### Exercise goal
Should any entry include an image, skip the image and copy the entry exactly.

### Records provided
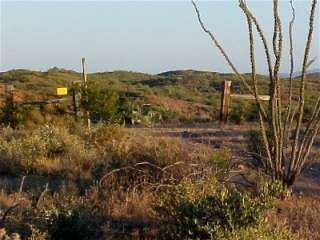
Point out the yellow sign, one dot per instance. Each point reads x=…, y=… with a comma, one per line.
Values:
x=62, y=91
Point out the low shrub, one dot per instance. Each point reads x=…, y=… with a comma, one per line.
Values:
x=47, y=150
x=205, y=210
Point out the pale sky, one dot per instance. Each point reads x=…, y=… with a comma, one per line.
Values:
x=144, y=36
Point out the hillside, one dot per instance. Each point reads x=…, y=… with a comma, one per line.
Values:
x=185, y=94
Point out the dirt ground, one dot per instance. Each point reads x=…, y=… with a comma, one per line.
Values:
x=234, y=137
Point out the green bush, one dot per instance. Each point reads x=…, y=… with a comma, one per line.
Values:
x=13, y=115
x=243, y=111
x=79, y=224
x=204, y=210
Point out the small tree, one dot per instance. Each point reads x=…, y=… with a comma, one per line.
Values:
x=287, y=141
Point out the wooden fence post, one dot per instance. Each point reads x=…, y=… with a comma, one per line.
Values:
x=225, y=101
x=9, y=93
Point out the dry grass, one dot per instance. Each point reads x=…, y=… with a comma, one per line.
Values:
x=301, y=214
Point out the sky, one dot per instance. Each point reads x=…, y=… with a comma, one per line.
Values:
x=143, y=36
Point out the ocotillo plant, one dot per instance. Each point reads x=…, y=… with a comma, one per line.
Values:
x=287, y=140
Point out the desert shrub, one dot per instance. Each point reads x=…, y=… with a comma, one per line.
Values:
x=13, y=115
x=102, y=104
x=47, y=150
x=205, y=210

### Solution to this exercise
Point out the yellow sign, one dot per instance. Each point reads x=…, y=… with a comma, one per line.
Values:
x=62, y=91
Point out the low shrub, one dot per instance. Each point reads x=…, y=… with a comma, one per line.
Values:
x=47, y=150
x=205, y=210
Point out the pale sky, one dot per instance. Each point reads x=…, y=… with a comma, one per line.
Values:
x=144, y=36
Point out the hillside, one dot per instance. Each point reads x=…, y=… with a comma, one per line.
Values:
x=185, y=94
Point out the dirt ground, one dot per instance. Each point reads x=…, y=… with a comma, one per line.
Values:
x=234, y=137
Point out the green bush, one dot per instance. Each point reads x=…, y=… with a comma, one per line.
Values:
x=13, y=115
x=243, y=111
x=79, y=224
x=204, y=210
Point out the small tree, one dot per instance. Each point reads x=…, y=… with a comma, one per line.
Values:
x=287, y=141
Point out the wooden fence post, one dot per instance. Each point reads x=…, y=… with a comma, one per line.
Values:
x=225, y=101
x=9, y=93
Point out the dry grass, one dot per instance. Each point reads x=…, y=… with a comma, one per line.
Values:
x=301, y=214
Point out the sky, one dot per instance. Each point reads x=…, y=… with a comma, one per line.
Values:
x=143, y=36
Point out the ocotillo plant, one dot per instance. Each point reads x=…, y=… with a comma, one per line.
Values:
x=287, y=140
Point out the desert shrub, one dot per instance. Each point reads x=…, y=… with a comma, one per line.
Values:
x=13, y=115
x=102, y=104
x=47, y=150
x=205, y=210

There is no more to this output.